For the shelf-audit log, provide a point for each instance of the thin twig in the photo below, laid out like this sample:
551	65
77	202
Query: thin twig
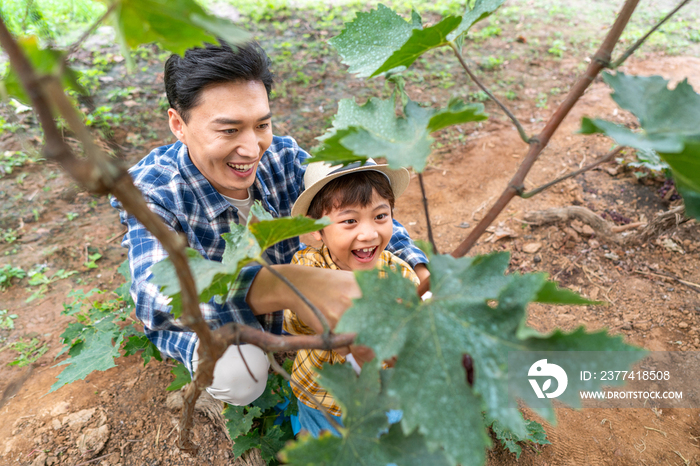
427	214
94	460
691	285
639	42
539	142
74	47
607	157
319	315
240	352
280	370
268	342
521	130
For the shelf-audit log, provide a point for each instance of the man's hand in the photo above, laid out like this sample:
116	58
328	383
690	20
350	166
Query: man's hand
331	291
422	272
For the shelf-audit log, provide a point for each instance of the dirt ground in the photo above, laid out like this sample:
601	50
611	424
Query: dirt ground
120	417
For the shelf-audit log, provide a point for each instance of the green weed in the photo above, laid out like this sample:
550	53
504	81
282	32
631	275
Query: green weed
7	321
7	273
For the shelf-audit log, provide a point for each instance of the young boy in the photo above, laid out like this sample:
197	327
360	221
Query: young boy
359	200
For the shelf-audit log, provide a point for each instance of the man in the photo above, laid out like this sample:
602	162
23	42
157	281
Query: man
225	159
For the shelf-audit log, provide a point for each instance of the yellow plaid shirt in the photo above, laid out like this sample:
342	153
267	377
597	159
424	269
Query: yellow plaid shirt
306	360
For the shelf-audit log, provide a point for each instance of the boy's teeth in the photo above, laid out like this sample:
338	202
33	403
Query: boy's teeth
241	167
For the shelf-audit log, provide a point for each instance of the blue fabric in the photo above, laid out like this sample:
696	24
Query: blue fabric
178	192
313	421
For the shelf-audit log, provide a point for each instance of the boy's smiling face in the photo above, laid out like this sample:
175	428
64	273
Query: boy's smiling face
357	235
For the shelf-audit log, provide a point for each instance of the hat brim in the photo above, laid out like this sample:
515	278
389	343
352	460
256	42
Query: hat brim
398	179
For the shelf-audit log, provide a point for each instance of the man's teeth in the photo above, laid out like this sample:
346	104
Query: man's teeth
240	167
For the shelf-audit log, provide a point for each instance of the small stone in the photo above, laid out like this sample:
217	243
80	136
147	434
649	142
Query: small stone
93	441
532	248
40	460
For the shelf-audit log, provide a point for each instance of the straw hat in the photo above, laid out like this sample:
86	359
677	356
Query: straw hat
319	174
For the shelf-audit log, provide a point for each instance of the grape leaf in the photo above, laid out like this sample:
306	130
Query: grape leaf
372	38
137	343
239	419
475	310
182	377
243	245
481	9
269	444
97	354
421	41
509	440
176	25
45	62
364	418
669	120
457	112
373	130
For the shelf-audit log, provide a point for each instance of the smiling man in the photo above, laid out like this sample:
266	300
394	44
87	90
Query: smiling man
226	158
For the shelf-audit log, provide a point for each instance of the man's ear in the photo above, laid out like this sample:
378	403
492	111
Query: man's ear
177	125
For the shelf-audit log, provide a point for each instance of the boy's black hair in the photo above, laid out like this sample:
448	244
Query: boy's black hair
351	189
186	77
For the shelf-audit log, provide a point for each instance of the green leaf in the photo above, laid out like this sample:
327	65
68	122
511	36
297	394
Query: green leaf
137	343
364	406
243	245
550	293
372	38
475	310
421	41
211	279
176	25
457	112
509	440
375	131
482	9
269	444
669	121
239	419
45	62
182	377
97	354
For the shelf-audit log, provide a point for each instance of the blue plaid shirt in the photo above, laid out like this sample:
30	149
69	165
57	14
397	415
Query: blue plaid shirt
178	192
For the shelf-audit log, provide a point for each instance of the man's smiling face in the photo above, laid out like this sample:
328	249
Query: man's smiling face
227	133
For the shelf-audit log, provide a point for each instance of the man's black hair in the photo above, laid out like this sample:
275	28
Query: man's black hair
186	77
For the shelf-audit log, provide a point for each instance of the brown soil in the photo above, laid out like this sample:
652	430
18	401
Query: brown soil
463	180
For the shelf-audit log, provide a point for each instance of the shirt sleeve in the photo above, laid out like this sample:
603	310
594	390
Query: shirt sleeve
402	245
152	307
292	323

= = = =

- _TASK STATEMENT_: Transcribe all of the entries word for word, but skip any pictures they contain.

- _OUTPUT FOR THIS EXERCISE_:
For the shelf-audit log, provide a point for each instance of the thin twig in the photo below, laid out like this sample:
551	65
77	202
Query: thin twig
427	214
94	460
691	285
639	42
539	142
74	47
607	157
319	315
240	352
280	370
268	342
521	130
For the shelf-audit log, provide a point for each instance of the man's hand in the photo above, laid out like this sample:
116	58
328	383
690	20
350	166
Query: man's hand
331	291
422	272
For the shelf-audit log, provide a point for each instance of the dirt ground in the photo above, laid out like this sample:
601	50
611	424
Query: dirt ground
120	417
For the shelf-audit log, provide a point for each instance of the green weed in the photo above, laid out like this sample:
550	53
504	81
282	32
631	275
Query: green weed
7	321
7	273
For the shelf-audit log, provide a point for each instance of the young boy in the photo above, laid out like this sample:
197	327
360	221
Query: young boy
359	200
For the shelf-audit log, provide a point for each instance of the man in the photo above, laid out like this sample:
602	162
23	42
157	281
Query: man
225	159
For the shelf-audit log, provide a point for each instance of the yellow plaid shirt in the photo above, laid out like this sample:
342	153
267	377
597	159
424	269
Query: yellow plaid shirt
306	360
For the shelf-audit log, provide a point for each instance of the boy's teeth in the photo above, laid out like this sample:
338	202
33	403
Query: boy's teeth
241	167
For the shelf-audit log, provide a point for each instance of the blue fabric in the photo above, laid out like this sample:
696	24
Query: blue fabric
178	192
313	421
For the shelf-audit log, provide a point for each instance of the boy's smiling face in the photo above, laid out like this sample:
175	428
64	273
Query: boy's smiling face
357	235
For the shelf-audit log, provide a point for each instance of the hat brim in the photo above, laid out like this sample:
515	278
389	343
352	460
256	42
Query: hat brim
398	179
For the shelf-audit log, provide a point for each instance of the man's teeth in the photo above, laid out like this sample:
346	104
Query: man's teeth
240	167
For the shelf-audit log, provide a point for each instance of the small stone in the photo above, laid out like this sample:
217	243
80	136
147	434
649	142
Query: small stone
93	441
532	248
40	460
For the shelf-audit log, provide a point for each instance of the straw hat in the photo above, laid out like this sample:
86	359
677	356
Query: straw hat
319	174
For the shelf-audit log, provide a point for each instance of the grape leaf in the photo above, laid out like this sample:
306	130
Query: grape leaf
372	38
137	343
239	419
475	310
182	377
243	245
481	9
269	444
97	354
421	41
509	440
176	25
45	62
364	418
669	120
457	112
373	130
For the shelf-audit log, provide a point for each instance of the smiling man in the photo above, laid out like this sample:
266	300
394	44
87	90
Query: smiling man
226	158
For the shelf-audit log, provide a point for each instance of the man's ear in the photo above, laid out like this sample:
378	403
492	111
Query: man's ear
177	125
For the shelf-audit log, provide a point for each instance of the boy's black hair in the photo above, laid out like this sample:
448	244
Query: boy's black hair
351	189
186	77
For the shelf-audit log, provide a point for each instance of the green leaf in the photo above, laid out like this sample:
327	65
68	122
511	36
297	394
Query: green leaf
137	343
364	406
243	245
550	293
372	38
475	310
421	41
211	279
176	25
457	112
509	440
375	131
482	9
269	444
669	121
239	419
45	62
182	377
97	354
For the shelf-audit log, provide a point for each instance of the blue plaid shirt in the photo above, laid out like this sample:
30	149
69	165
57	14
397	415
Query: blue plaid shirt
178	192
For the shelf-audit log, provide a point for each instance of the man's smiling face in the photo above, laid out like this sample:
328	249
Query: man's smiling face
227	133
For the shelf-audit log, provide a point for each instance of the man's black hair in the photo above, laid out like this sample:
275	28
Query: man's black hair
186	77
For the shelf-audit log, provide a point for each instance of the brown soil in the photo above, laid out like this sample:
652	430
18	401
Query: brown soil
463	180
For the shelf-audit log, provide a point for each instance of the shirt sleeve in the photo above, laid out like this sample:
603	310
594	390
Query: shirt sleeve
402	245
152	307
292	323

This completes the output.